[Pointing data excerpts]
══════════════════════════════

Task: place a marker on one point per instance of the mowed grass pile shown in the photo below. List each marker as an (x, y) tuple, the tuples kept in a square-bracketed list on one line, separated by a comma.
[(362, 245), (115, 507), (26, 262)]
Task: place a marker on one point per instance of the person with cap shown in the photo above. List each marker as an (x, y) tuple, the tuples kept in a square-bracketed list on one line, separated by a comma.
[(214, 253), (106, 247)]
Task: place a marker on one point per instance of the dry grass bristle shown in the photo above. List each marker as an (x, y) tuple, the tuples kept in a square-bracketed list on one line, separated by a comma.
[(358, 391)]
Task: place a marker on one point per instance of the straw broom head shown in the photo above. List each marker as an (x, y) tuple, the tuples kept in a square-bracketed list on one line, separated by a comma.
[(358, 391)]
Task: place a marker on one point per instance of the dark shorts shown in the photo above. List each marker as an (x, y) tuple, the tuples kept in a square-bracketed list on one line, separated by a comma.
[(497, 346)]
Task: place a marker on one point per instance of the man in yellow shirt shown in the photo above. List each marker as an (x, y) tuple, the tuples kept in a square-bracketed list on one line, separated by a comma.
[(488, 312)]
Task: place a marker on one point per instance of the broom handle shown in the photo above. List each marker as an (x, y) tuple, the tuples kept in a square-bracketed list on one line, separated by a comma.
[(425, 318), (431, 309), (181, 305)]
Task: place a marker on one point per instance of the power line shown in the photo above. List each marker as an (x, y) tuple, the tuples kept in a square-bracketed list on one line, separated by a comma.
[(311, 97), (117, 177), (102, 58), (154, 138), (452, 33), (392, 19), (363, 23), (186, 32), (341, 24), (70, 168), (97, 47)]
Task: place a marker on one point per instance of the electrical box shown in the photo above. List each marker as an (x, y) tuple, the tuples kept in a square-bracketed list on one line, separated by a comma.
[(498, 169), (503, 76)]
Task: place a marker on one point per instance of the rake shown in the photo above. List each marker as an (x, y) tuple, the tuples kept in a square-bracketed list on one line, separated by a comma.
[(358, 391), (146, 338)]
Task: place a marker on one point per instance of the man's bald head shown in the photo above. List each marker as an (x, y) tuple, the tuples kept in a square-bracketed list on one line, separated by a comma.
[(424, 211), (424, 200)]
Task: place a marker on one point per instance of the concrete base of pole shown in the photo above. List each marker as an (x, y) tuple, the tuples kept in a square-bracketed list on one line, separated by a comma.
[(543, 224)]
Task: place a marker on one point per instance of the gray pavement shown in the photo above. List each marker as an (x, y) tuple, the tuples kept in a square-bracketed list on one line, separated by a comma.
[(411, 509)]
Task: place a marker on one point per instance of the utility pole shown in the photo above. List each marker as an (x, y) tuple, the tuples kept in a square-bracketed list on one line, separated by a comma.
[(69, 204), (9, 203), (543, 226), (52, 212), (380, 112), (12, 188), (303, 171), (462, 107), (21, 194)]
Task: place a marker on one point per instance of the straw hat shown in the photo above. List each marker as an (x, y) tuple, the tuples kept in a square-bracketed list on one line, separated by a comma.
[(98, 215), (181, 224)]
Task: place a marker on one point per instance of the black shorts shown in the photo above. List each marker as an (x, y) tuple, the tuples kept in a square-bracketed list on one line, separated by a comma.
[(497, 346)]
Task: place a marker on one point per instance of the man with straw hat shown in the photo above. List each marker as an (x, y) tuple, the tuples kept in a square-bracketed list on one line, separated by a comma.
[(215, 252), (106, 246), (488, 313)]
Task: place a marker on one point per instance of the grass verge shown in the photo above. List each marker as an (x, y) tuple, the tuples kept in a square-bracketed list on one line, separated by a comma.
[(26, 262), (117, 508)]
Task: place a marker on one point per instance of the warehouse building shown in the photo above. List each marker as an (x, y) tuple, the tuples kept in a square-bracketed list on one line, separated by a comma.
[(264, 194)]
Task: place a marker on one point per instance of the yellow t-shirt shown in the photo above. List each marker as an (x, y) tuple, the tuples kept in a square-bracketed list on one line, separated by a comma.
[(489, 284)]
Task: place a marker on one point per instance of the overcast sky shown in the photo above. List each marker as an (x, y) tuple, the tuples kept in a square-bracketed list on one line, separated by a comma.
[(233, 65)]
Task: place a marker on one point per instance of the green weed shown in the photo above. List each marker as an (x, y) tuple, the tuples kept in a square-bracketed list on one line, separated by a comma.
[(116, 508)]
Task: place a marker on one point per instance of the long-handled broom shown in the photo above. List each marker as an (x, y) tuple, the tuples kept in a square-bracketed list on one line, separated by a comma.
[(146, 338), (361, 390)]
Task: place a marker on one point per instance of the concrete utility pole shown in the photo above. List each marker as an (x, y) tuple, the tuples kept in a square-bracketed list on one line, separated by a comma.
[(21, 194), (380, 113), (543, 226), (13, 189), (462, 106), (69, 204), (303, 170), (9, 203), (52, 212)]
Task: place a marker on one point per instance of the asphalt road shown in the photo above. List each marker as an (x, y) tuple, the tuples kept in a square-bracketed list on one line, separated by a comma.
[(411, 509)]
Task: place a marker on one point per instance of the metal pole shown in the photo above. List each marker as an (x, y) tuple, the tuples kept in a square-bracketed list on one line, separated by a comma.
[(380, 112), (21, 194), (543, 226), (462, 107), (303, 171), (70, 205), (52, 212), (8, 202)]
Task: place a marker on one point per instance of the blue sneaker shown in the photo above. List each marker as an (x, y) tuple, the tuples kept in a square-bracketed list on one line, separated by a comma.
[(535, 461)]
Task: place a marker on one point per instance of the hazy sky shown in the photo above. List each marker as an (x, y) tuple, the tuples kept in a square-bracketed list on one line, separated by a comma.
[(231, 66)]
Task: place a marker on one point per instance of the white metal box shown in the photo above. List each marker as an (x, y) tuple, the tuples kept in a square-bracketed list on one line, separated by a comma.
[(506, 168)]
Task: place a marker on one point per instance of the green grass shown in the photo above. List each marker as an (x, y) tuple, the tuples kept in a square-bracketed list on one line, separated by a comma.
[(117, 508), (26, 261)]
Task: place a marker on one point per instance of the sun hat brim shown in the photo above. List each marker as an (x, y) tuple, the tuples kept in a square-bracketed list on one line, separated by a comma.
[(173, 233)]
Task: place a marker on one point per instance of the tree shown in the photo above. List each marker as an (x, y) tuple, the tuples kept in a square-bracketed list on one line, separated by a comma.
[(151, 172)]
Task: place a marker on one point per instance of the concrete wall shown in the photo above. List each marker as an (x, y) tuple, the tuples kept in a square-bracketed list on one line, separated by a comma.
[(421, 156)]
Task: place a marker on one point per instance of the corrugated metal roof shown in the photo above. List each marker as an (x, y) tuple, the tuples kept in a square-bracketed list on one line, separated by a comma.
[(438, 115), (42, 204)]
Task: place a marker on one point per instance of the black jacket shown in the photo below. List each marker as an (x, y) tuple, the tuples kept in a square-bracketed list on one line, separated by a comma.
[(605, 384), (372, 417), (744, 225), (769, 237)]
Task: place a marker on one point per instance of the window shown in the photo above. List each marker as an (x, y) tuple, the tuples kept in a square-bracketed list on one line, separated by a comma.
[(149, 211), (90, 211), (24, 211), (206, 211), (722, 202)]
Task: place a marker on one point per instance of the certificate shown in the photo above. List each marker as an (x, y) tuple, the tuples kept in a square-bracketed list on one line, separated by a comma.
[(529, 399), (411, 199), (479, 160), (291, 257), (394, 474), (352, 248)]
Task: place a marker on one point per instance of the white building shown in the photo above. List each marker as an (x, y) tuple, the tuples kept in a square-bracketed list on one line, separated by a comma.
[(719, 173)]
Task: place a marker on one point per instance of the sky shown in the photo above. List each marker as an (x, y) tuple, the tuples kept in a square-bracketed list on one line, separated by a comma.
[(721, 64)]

══════════════════════════════

**Required work**
Please quote all of the material above word for word, keeping every line unchanged.

**Result for this exercise**
Task: place a marker on one point per instance of the mowed grass pile shown in the photo below. List each marker as an (x, y) tuple, the tuples kept in a square-bracketed list on one line, separated by a comma.
[(362, 245), (115, 507), (26, 262)]
Task: place a marker on one point per instance of the person with cap shown in the photo above. List each marker as an (x, y) tuple, the tuples kept in a square-bracketed list on one line, separated by a comma.
[(214, 253), (106, 247)]
Task: place a marker on one point per instance of the dry grass bristle shown in the photo above. List each marker as an (x, y) tuple, the tuples kept in a square-bracketed list on one line, separated by a comma.
[(358, 391)]
Task: place a marker on one point per instance of the straw broom head shown in the photo above. List each marker as an (x, y) tuple, the tuples kept in a square-bracketed list on one line, separated by a comma.
[(358, 391)]
Task: place a marker on one point per instance of the dark shorts shown in the photo above. List each marker as an (x, y) tuple, the tuples kept in a square-bracketed list on one line, separated by a comma.
[(497, 346)]
Task: place a marker on one point per instance of the man in yellow shirt shown in the photo above. List each marker as an (x, y) tuple, the tuples kept in a square-bracketed list on one line, separated by a comma.
[(488, 312)]
Task: place a marker on one point per instance of the broom handle shown in the photo above. List each marker as an (x, y) tuple, the tuples kept in a square-bracketed list on one line, separated by a comma.
[(425, 318), (431, 309), (181, 305)]
Task: place a marker on one point per instance of the power line shown in the photo above. List each marker as an (x, y) tuple, the tuples kept in a square-bracketed list on one line, separated by a comma.
[(311, 97), (117, 177), (102, 58), (154, 138), (452, 33), (392, 19), (363, 23), (186, 32), (341, 24), (70, 168), (97, 47)]
Task: place a marker on one point per instance of the electrical box shown in the photo above. List each marker as an (x, y) tuple, the tuples kept in a square-bracketed list on one line, separated by a comma.
[(498, 169), (503, 76)]
Task: place a marker on one point per instance of the rake shown in the photo above. List each marker as an (x, y) tuple, the tuples kept in a square-bracketed list on one line, separated by a comma.
[(358, 391), (146, 338)]
Task: place a marker on one point per instance of the man's bald head shown in the photo above. List each marker as an (x, y) tuple, the tuples kept in a square-bracketed list on one line, separated by a comma.
[(424, 211), (424, 200)]
Task: place a marker on one point per instance of the concrete base of pole shown in the photo above. List each marker as an (x, y) tuple, the tuples kept in a square-bracketed list on one line, separated by a comma.
[(543, 224)]
Task: place a marker on one point per instance of the gray pavement shown in the photo above. List each marker as an (x, y) tuple, the tuples kept in a square-bracketed list on one line, separated by a comma.
[(411, 509)]
Task: place a marker on one point per instance of the utility pole shown in the photo above. List each marker as an (x, y) tuple, the tuples kept in a square-bracketed list on one line, separated by a comma.
[(69, 204), (9, 203), (543, 226), (52, 212), (380, 112), (12, 188), (303, 171), (462, 107), (21, 194)]
Task: place a marker on one point per instance of the straw hat shown in the photo above. List each marker as an (x, y) tuple, the tuples kept in a square-bracketed list on one line, separated by a comma.
[(98, 215), (181, 224)]
Task: place a marker on one point per instance of the black shorts shown in the photo above. List each marker as an (x, y) tuple, the tuples kept in a square-bracketed list on one line, separated by a comma.
[(497, 346)]
Task: place a marker on one point per instance of the man with straw hat shown in the photo above. List each marker as an (x, y) tuple, the tuples kept in a square-bracketed list on one line, separated by a comma.
[(215, 252), (106, 246), (488, 313)]
Task: place a marker on one point per instance of the grass verge shown in the photo above. List each marker as an (x, y) tuple, the tuples kept in a square-bracketed list on one line, separated by a comma.
[(26, 262), (117, 508)]
Task: place a marker on one point per instance of the warehouse building shown in the photo above. List each marker as an (x, y) tuple, the tuples kept in a square-bracketed list on one line, separated by a comma.
[(264, 194)]
Task: place a marker on one point per instance of the yellow t-shirt shown in the photo above. List each marker as an (x, y) tuple, the tuples kept in a square-bracketed list on one line, separated by a comma.
[(489, 284)]
Task: place a marker on one point per instance of the overcast sky shown in the photo above. List each marker as an (x, y) tuple, the tuples kept in a square-bracketed list on one line, separated by a comma.
[(233, 65)]
Task: place a marker on one point per instance of the green weed shown in the photo above. List each marker as an (x, y) tuple, the tuples kept in a square-bracketed list on one line, separated by a comma.
[(116, 508)]
Task: place a marker on one point per instance of the long-handled broom shown in the photo above. List each marker as an (x, y) tuple, the tuples kept in a square-bracketed list on one line, separated by a comma.
[(146, 338), (361, 390)]
Task: place a marker on one point per instance of the concrete utility pole shown in the photo above. List each marker as an (x, y) tuple, the tuples kept in a square-bracketed list on one line, separated by a comma.
[(21, 194), (380, 113), (543, 226), (13, 189), (462, 106), (69, 204), (303, 170), (9, 203), (52, 212)]
Task: place a marker on one point per instance of the asphalt road shown in the photo above. List each marker as an (x, y) tuple, the tuples kept in a square-bracketed list on one line, separated by a comma.
[(411, 509)]
Task: place a marker on one point per instance of the metal pole shown in the photo above. List each marker as an (x, y) tuple, the tuples kept in a square-bracketed list on one line, separated by a comma.
[(380, 112), (21, 194), (543, 226), (462, 107), (303, 171), (70, 205), (52, 212), (8, 202)]
Task: place a marker on one point per instance of the blue sneaker shown in the photo above. List each marker as an (x, y) tuple, the tuples kept in a square-bracketed list on one line, separated by a comma.
[(535, 461)]
Task: place a marker on one point per instance of the hazy sky shown in the photo above. List each marker as an (x, y) tuple, the tuples kept in a square-bracketed list on one line, separated by a comma.
[(231, 66)]
Task: place a marker on one point per instance of the white metal box shown in the photo above. List each marker as an (x, y) tuple, the tuples kept in a square-bracketed list on one line, separated by a comma.
[(506, 168)]
Task: place a marker on one point per instance of the green grass shown in the photo above. List each marker as an (x, y) tuple, the tuples kept in a square-bracketed list on one line, separated by a comma.
[(117, 508), (26, 261)]
Task: place a marker on one point per instance of the sun hat brim shown in the photo above. List each marker as an (x, y) tuple, the tuples kept in a square-bracketed list on one line, separated by a comma.
[(173, 233)]
Task: place a marker on one point per instance of the tree shown in the photo above. List each marker as an (x, y) tuple, the tuples kept in a square-bracketed list on one line, separated by a comma.
[(151, 172)]
Task: place a marker on one point per instance of the concrete wall shown in the photo above. List each marker as an (x, y) tuple, the tuples kept in a square-bracketed list on one line, separated by a comma.
[(421, 156)]
Task: place a marker on one point per instance of the corrugated metal roof shown in the photo above. List each marker as an (x, y) tuple, the tuples kept in a square-bracketed list on one line, separated by a comma.
[(438, 115), (42, 204)]
Task: place a marker on one point per instance of the black jacket shown in the photo below. List each marker as an (x, y) tuple, the tuples kept in a square-bracketed list on one line, separated by a comma.
[(605, 384), (372, 417), (744, 225), (769, 237)]
Task: place a marker on one point per instance of the window shown in the photo above. List each marker as an (x, y) tuple, the tuples kept in a square-bracketed list on one line, separated by a comma.
[(149, 211), (90, 211), (24, 211), (206, 211), (722, 202)]
Task: place a marker on one point per instance of the certificate shown in the photo above. List each marker as an (x, y) tuple, the tuples kept in a square-bracketed list on one line, separated by a comma.
[(529, 399), (411, 199), (479, 160), (291, 257), (394, 474), (352, 248)]
Task: place a marker on one point per instance of the white building shown in the photo above. List each marker as an (x, y) tuple, the tuples kept in a square-bracketed list on one line, separated by a comma.
[(719, 173)]
Task: place a marker on one point per instance of the sky shown in the photo above. List each marker as an (x, y) tuple, the tuples kept in a square-bracketed list on one line, separated by a comma.
[(721, 64)]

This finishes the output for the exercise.